Start of Text block

The waves in the pool will bounce off of the sides of the pond, thus creating a certain effect depending on its shape. The shape will also depend on if your yard is trim and proper or more exotic and natural. If there is a formal shape for the pond (a square, circle, rectangle) it would look out of place in an untamed environment.
Installing your Pond
The two main choices of ponds these days are flexible liners and prefabricated pools. If a concrete pool is preferred, it is probably best to contact a professional for installation instead. Installing a flexible liner is usually the easiest and least expensive option to install a pond. The thicker the liner, the longer your pond will last. Look for liners with UV protection because plastic deteriorates in the sun, or opt for the more expensive yet durable rubber liner. Measure the width and length of the pond at its widest points and add twice the depth to each then add another foot for overlap.
- Mark the outline of your pond with a garden hose.
- Dig out the pond to two inches more than the desired depth but leave shelves about 9 inches deep to leave space intended for immergent plants. Don’t cut the walls at angles of 90 degrees or the walls may collapse. The walls must be on a slight angle away from the pond. Use a straight board with a level to make sure that your edges are level.
- Cover the entire surface of the hole with 2 inches of damp sand
- Spread the liner over the hole and hold it in place with rocks, folding it carefully at corners and using your feet to mold the liner into shape.
- Slowly fill it with water, making sure to smooth out the liner as it fills.
- Cut away the extra liner, but leave extra inches from the edges. Cover the overlap with soil or paving stones.
Prefrabricated liner ponds are installed in almost the same way, only coming in a premade shape which may be easier for installation.

End of Text block

» Set of tasks:
- 1) In the pond guide, how deep should the shelves left for plants be?
- 2) Echo word for word the part of the pond guide that opens with the words containing "- Mark the outline" and closes with "or paving stones.".
You won't need the items that follow to work from the pond guide.

Start of Rows

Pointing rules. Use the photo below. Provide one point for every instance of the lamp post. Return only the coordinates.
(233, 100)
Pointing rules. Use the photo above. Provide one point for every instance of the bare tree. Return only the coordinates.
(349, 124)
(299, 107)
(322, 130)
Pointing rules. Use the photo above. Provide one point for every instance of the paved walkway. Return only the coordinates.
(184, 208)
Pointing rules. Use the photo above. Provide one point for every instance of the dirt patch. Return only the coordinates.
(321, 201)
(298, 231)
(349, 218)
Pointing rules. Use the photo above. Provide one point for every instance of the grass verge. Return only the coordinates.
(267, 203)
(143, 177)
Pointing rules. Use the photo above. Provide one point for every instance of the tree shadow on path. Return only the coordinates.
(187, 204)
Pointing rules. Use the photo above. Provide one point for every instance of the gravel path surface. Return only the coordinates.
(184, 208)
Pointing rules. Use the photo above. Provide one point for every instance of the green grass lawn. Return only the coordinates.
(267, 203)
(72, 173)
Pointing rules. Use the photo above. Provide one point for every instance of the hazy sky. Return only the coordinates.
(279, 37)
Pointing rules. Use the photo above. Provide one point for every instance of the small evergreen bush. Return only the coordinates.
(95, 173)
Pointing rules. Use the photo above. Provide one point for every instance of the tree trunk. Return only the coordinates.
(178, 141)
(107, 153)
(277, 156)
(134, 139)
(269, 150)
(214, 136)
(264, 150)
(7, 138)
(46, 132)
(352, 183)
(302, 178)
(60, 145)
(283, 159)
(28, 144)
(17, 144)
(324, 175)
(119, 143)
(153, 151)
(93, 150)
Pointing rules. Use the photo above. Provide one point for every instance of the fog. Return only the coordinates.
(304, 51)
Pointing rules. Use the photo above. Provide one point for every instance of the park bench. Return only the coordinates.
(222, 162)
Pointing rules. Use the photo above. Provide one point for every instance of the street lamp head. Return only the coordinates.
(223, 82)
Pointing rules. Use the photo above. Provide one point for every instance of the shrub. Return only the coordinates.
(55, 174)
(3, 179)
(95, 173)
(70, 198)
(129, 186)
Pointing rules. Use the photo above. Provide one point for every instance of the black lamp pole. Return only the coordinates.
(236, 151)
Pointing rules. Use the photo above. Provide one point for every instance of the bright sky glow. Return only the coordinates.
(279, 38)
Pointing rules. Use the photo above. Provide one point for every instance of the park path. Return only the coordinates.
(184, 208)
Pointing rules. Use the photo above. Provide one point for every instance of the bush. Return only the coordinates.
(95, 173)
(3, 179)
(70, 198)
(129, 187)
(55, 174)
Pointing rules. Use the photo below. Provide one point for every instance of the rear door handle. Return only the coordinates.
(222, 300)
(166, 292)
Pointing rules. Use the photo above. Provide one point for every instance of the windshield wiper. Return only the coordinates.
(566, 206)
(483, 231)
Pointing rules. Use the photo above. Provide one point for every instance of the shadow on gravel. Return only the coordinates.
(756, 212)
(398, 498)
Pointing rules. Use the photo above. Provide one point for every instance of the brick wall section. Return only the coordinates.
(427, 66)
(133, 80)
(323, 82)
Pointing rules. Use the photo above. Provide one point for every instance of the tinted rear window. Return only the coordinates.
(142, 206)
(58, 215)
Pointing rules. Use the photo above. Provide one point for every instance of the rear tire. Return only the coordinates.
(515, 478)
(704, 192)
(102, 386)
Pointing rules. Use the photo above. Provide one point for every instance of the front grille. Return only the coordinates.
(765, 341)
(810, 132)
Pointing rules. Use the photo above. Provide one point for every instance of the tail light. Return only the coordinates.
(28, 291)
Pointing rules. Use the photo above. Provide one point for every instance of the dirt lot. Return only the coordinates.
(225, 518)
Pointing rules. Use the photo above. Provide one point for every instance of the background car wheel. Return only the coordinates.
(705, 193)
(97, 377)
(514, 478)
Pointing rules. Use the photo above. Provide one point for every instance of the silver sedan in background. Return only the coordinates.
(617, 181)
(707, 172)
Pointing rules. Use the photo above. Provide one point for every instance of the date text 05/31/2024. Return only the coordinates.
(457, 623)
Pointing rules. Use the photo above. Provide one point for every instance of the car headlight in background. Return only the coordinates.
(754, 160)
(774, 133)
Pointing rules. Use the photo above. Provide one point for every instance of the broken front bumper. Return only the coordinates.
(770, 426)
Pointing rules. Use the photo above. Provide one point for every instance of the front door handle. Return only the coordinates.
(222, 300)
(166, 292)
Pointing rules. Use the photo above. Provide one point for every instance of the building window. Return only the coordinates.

End of Rows

» Solved tasks:
- 1) About 9 inches deep.

- 2)
- Mark the outline of your pond with a garden hose.
- Dig out the pond to two inches more than the desired depth but leave shelves about 9 inches deep to leave space intended for immergent plants. Don’t cut the walls at angles of 90 degrees or the walls may collapse. The walls must be on a slight angle away from the pond. Use a straight board with a level to make sure that your edges are level.
- Cover the entire surface of the hole with 2 inches of damp sand
- Spread the liner over the hole and hold it in place with rocks, folding it carefully at corners and using your feet to mold the liner into shape.
- Slowly fill it with water, making sure to smooth out the liner as it fills.
- Cut away the extra liner, but leave extra inches from the edges. Cover the overlap with soil or paving stones.